ACTION ITEM: Quote verbatim the lines between the one containing "</instance>" and the one containing "box: [540, 260, 602, 278]", both included.

SOURCE DATA:

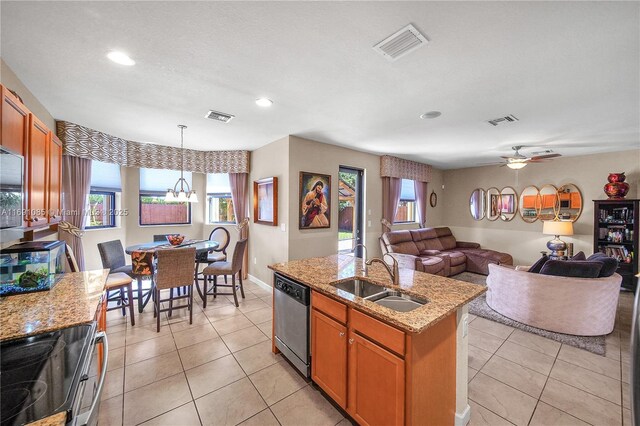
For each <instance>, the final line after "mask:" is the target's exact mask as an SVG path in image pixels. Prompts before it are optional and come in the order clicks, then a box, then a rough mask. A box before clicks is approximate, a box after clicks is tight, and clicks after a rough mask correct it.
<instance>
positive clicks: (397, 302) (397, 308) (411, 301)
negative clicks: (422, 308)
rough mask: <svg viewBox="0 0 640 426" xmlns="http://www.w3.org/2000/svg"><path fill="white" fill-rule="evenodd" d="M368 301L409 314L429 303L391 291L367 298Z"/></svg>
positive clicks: (406, 294) (388, 290)
mask: <svg viewBox="0 0 640 426" xmlns="http://www.w3.org/2000/svg"><path fill="white" fill-rule="evenodd" d="M368 300H369V301H371V302H373V303H377V304H378V305H380V306H384V307H386V308H389V309H393V310H394V311H398V312H410V311H413V310H414V309H418V308H419V307H421V306H424V305H426V304H427V303H429V302H428V301H427V300H422V299H417V298H415V297H411V296H409V295H407V294H403V293H400V292H398V291H391V290H387V291H384V292H382V293H379V294H376V295H374V296H372V297H369V298H368Z"/></svg>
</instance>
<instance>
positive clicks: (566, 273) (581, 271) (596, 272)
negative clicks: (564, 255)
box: [540, 260, 602, 278]
mask: <svg viewBox="0 0 640 426" xmlns="http://www.w3.org/2000/svg"><path fill="white" fill-rule="evenodd" d="M601 269H602V263H600V262H595V261H594V262H590V261H587V260H574V261H567V260H549V261H547V262H546V263H545V264H544V266H543V267H542V269H541V270H540V274H541V275H555V276H559V277H574V278H598V276H599V274H600V270H601Z"/></svg>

EXERCISE OUTPUT:
</instance>
<instance>
positive clicks: (566, 273) (581, 271) (596, 272)
negative clicks: (564, 255)
box: [540, 260, 602, 278]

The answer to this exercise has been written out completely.